[Start of section]

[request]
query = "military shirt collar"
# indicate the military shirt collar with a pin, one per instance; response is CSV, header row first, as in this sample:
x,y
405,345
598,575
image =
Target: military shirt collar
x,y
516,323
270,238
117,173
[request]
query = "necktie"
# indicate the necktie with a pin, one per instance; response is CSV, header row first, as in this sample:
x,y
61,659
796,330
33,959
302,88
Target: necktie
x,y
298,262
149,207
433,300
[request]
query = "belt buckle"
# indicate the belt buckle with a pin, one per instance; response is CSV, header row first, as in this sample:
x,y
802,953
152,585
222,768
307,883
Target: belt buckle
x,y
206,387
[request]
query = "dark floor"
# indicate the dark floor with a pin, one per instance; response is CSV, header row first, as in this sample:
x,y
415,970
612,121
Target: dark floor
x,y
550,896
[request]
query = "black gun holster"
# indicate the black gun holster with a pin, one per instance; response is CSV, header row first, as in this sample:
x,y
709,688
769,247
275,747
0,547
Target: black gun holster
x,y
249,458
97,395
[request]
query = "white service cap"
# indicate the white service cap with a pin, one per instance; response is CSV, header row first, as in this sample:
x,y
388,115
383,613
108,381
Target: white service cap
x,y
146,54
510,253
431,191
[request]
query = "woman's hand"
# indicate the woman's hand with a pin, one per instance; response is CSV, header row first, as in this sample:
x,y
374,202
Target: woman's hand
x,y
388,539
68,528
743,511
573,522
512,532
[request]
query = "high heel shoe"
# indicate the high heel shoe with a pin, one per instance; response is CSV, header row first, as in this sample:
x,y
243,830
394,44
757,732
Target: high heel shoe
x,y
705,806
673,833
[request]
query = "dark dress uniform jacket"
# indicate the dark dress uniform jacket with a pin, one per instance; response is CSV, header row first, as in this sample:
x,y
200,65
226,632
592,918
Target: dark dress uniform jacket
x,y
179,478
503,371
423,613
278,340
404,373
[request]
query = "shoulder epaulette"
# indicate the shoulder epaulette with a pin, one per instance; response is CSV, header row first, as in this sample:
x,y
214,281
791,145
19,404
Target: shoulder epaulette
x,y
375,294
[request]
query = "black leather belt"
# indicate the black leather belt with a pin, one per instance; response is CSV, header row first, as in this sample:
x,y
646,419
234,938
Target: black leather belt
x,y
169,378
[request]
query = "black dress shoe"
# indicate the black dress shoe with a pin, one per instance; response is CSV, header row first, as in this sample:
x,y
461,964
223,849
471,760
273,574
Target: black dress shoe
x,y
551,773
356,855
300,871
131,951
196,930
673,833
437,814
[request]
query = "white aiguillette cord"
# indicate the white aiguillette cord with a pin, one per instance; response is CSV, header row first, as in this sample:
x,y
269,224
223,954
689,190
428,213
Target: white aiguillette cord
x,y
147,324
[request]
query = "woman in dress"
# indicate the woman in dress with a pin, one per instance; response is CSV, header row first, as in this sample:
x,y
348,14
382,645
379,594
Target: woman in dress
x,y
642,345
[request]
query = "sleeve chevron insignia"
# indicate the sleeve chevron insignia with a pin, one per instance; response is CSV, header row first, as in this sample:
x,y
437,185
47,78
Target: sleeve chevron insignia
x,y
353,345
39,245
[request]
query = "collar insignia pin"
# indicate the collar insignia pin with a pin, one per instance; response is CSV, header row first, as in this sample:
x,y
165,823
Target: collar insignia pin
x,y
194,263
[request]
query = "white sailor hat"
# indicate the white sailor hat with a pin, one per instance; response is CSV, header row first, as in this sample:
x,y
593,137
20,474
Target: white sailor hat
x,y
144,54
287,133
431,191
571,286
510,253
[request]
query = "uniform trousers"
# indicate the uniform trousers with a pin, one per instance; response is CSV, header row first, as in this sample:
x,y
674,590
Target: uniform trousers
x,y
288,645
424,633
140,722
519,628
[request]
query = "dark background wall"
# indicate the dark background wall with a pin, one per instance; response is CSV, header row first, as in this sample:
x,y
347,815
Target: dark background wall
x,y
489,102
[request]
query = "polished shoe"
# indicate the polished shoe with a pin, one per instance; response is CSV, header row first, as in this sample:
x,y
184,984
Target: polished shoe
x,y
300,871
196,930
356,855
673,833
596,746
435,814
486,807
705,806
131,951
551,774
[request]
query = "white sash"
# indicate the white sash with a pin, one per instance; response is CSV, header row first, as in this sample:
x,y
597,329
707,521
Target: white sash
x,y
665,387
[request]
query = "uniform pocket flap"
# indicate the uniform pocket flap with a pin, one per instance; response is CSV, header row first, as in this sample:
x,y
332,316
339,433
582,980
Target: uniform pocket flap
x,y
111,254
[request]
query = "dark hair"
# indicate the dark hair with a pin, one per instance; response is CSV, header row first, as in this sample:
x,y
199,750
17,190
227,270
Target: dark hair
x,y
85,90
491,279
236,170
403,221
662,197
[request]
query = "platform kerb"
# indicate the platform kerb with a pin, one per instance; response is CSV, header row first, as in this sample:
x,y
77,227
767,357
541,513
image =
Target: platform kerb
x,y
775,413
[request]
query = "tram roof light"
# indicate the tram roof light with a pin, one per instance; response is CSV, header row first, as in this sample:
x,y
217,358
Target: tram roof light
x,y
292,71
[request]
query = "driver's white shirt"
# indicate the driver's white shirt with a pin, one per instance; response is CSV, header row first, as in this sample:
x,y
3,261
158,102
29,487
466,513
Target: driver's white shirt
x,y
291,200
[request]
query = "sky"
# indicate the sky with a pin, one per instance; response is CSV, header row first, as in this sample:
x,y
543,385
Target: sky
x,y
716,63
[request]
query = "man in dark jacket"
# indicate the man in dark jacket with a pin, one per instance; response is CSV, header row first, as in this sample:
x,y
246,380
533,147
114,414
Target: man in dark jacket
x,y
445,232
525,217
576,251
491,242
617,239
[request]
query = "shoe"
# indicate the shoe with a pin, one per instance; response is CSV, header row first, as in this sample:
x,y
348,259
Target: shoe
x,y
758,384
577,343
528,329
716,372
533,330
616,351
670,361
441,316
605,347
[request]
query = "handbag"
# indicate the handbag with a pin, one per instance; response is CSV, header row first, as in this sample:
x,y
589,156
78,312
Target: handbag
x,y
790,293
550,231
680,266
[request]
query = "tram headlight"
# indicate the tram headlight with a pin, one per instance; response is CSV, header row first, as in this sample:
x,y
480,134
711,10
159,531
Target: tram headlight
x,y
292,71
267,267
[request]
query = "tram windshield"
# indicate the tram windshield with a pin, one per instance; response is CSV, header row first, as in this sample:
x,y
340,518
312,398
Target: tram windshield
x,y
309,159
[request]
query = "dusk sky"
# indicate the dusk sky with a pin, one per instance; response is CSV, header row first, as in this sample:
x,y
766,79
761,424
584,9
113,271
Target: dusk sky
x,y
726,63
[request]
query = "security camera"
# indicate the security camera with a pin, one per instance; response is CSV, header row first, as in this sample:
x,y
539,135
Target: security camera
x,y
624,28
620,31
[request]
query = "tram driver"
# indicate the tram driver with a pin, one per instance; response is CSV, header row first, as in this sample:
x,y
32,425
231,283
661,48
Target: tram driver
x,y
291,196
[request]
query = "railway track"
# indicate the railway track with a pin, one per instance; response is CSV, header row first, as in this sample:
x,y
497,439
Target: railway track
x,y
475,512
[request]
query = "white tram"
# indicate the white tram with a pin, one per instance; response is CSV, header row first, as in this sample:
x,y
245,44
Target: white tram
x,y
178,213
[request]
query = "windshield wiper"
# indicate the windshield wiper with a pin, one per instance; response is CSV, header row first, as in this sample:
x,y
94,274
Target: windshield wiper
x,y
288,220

[End of section]

*PROBLEM DETAILS*. Reproduce the data above in full. Leave nothing out.

*SOLUTION*.
[request]
query = "military shirt collar"
# indicate the military shirt collar with a pin, one per instance; response is CSV, header row first, as in this sample:
x,y
405,345
598,575
image =
Target: military shirt collar
x,y
516,323
270,238
117,173
[request]
query = "necktie"
# indicate the necktie with a pin, one per instance; response is CSV, header row first, as in this sample:
x,y
61,659
796,330
33,959
302,88
Target: necktie
x,y
298,262
149,207
433,300
[request]
query = "belt buckle"
# indicate the belt buckle with a pin, one per instance; response is CSV, header row first, as in this sample:
x,y
802,953
152,585
222,768
307,883
Target: belt buckle
x,y
206,387
[request]
query = "dark floor"
# indicate the dark floor with a pin, one per instance; response is CSV, header row first, as in this sample:
x,y
415,970
612,121
Target: dark floor
x,y
550,896
[request]
query = "black gun holster"
# indicate the black gun holster with a pin, one per instance; response is CSV, header row first, as in this sample:
x,y
709,688
769,247
275,747
0,547
Target: black gun holster
x,y
249,458
97,395
[request]
query = "white service cap"
# indicate the white service cap with a pin, one per instance; response is CSV, header row first, as in this sample:
x,y
388,115
383,613
108,381
Target: white service cap
x,y
146,54
510,253
431,191
[request]
query = "woman's hand"
# indicate the woman's hand with a pin, one per instance; response is CSV, header row first, as in this sample:
x,y
374,202
Target: woman's hand
x,y
388,539
68,528
743,511
573,522
512,532
[request]
query = "high heel shoe"
# indicate the high heel shoe with a pin, one per instance; response is CSV, header row first, as in this sample:
x,y
243,830
394,44
757,732
Target: high heel shoe
x,y
705,806
673,833
[request]
query = "dark dress uniform jacket"
# indicate the dark dress uniform jacket with a pin, one per instance; response is CSV, header row first, as in this sample:
x,y
200,65
226,632
592,918
Target: dark dress uniform jacket
x,y
179,478
503,371
423,613
278,340
404,373
[request]
query = "shoulder epaulette"
# indicate the shoulder epaulette with a pin, one per instance; response is CSV, header row first, as in this sample:
x,y
214,281
791,145
19,404
Target: shoulder epaulette
x,y
375,294
[request]
query = "black leather belt"
# indicate the black leather belt with a pin, one per instance; response is CSV, header row first, as in this sample:
x,y
646,419
234,938
Target: black leather belt
x,y
169,378
[request]
query = "black dress shoe"
# indicate the black dress shoe with a pin, one per instance; response is CSV, header row first, as in this sample:
x,y
461,964
223,849
471,760
273,574
Target: black dress shoe
x,y
551,773
356,855
300,871
131,951
196,930
673,833
437,814
[request]
query = "white aiguillette cord"
# indicate the white aiguillette cord with a pin, one per instance; response is CSV, header row first, as in this sample:
x,y
269,224
223,954
689,190
428,213
Target: white aiguillette cord
x,y
147,324
[request]
query = "woman in dress"
# indicate the woman in dress with a pin, one per instance; response is CSV, header row first, as in this sample:
x,y
348,14
382,645
379,594
Target: woman in dress
x,y
642,345
[request]
query = "sleeve chevron insignia"
# indicate the sleeve chevron insignia with a pin, one per instance; response is CSV, header row first, as in this sample:
x,y
437,185
47,78
Target: sleeve chevron insignia
x,y
353,345
39,245
[request]
query = "collar insignia pin"
# indicate the collar insignia pin with a pin, one per instance; response is CSV, header row first, as in this sample:
x,y
165,823
Target: collar insignia pin
x,y
194,263
[request]
query = "white sailor hat"
# indicate the white sailor hat with a pin, one per instance; response is CSV, header row first, as in this sample:
x,y
593,137
20,474
Target: white sailor hat
x,y
144,54
287,133
431,191
571,286
510,253
[request]
query = "uniform trousers"
# indicate the uniform trousers with a pin, one per instance; response is CSV, header row first, as in this sample:
x,y
674,590
Target: uniform trousers
x,y
288,645
424,633
140,722
519,628
[request]
query = "dark background wall"
# indicate the dark background wall with a pin, one per instance; response is CSV, header row first, as in this sample:
x,y
347,815
Target: dark background wall
x,y
489,102
[request]
query = "polished shoe"
# indicate the polished shoe with a pin, one per instance; response is CSV, header row first, as in this sample:
x,y
184,984
Target: polished shoe
x,y
300,871
196,930
356,855
673,833
596,746
435,814
486,807
705,806
131,951
551,774
[request]
query = "white sash"
# indicate the white sash with a pin, one per instance; response is CSV, header row first, as in this sample:
x,y
597,329
707,521
Target: white sash
x,y
665,387
[request]
query = "uniform pocket flap"
# indicate the uniform pocket flap with a pin, one per instance; response is CSV, header row first, as in this sample:
x,y
332,316
339,433
582,980
Target: uniform pocket flap
x,y
111,254
[request]
query = "dark hair"
# indicate the dark hair with a pin, one per instance; response is CSV, header row first, as in this sample:
x,y
199,750
17,190
227,270
Target: dark hair
x,y
85,90
491,279
236,170
403,221
662,197
[request]
query = "platform kerb"
# indicate the platform kerb with a pin, one per instance; response is CSV, header row first, as in this sample:
x,y
77,227
767,357
541,513
image =
Target: platform kerb
x,y
775,413
[request]
query = "tram roof light"
# indicate the tram roof light with a pin, one per instance; response is CSV, header row first, as in this sample:
x,y
217,358
Target: tram roof light
x,y
292,71
[request]
query = "driver's white shirt"
# indicate the driver's white shirt with a pin, one per instance; response is CSV, header row first, as in this sample:
x,y
3,261
158,102
29,487
466,513
Target: driver's white shirt
x,y
291,200
[request]
query = "sky"
# indicate the sky with a pin, one per instance; response is CSV, header row first, as in this sample:
x,y
543,385
Target: sky
x,y
716,63
[request]
query = "man in dark jacket"
# indicate the man in dark jacket with a pin, one per instance; response is CSV, header row first, as in this sample:
x,y
246,380
533,147
114,414
Target: man in dark jacket
x,y
445,232
525,217
576,251
491,242
617,239
[request]
query = "shoe"
# indicate the shoe with a pin, one per instance; response is CSV, header row first, as in this sample:
x,y
348,259
Target: shoe
x,y
758,384
577,343
528,329
716,372
533,330
616,351
670,361
441,316
605,347
[request]
query = "handbag"
# indicate the handbag with a pin, one per instance; response is CSV, header row first, as in this sample:
x,y
589,156
78,312
Target: handbag
x,y
790,293
550,231
680,266
[request]
query = "tram headlight"
# indicate the tram headlight with a pin, one per instance; response is CSV, header row first, as in this sample:
x,y
480,134
711,10
159,531
Target: tram headlight
x,y
292,71
267,267
[request]
query = "tram windshield"
# indicate the tram windshield with a pin, one per instance; response is CSV, header row first, as in this sample:
x,y
340,518
312,398
Target: tram windshield
x,y
309,159
[request]
query = "dusk sky"
# indicate the dusk sky with a pin, one per instance; response is CSV, header row first, as in this sample:
x,y
766,79
761,424
584,9
113,271
Target: dusk sky
x,y
726,63
[request]
query = "security camera"
# indicate the security camera with a pin, one per instance; response is CSV, header row first, as in this sample:
x,y
539,135
Target: security camera
x,y
624,28
620,31
[request]
query = "tram driver"
# indicate the tram driver with a pin, one per instance; response is CSV, header row first, as in this sample:
x,y
32,425
231,283
661,48
Target: tram driver
x,y
291,196
[request]
query = "railway track"
# indicate the railway track with a pin, one per instance; response is CSV, header row first, as in this sample:
x,y
497,439
Target: railway track
x,y
475,512
[request]
query = "white tram"
# indicate the white tram with a pin, one per instance; response is CSV, header row first, as in this sample:
x,y
245,44
Target: white tram
x,y
178,213
[request]
query = "windshield wiper"
# indicate the windshield wiper with a pin, one per instance; response is CSV, header row first, as in this sample:
x,y
94,274
Target: windshield wiper
x,y
288,220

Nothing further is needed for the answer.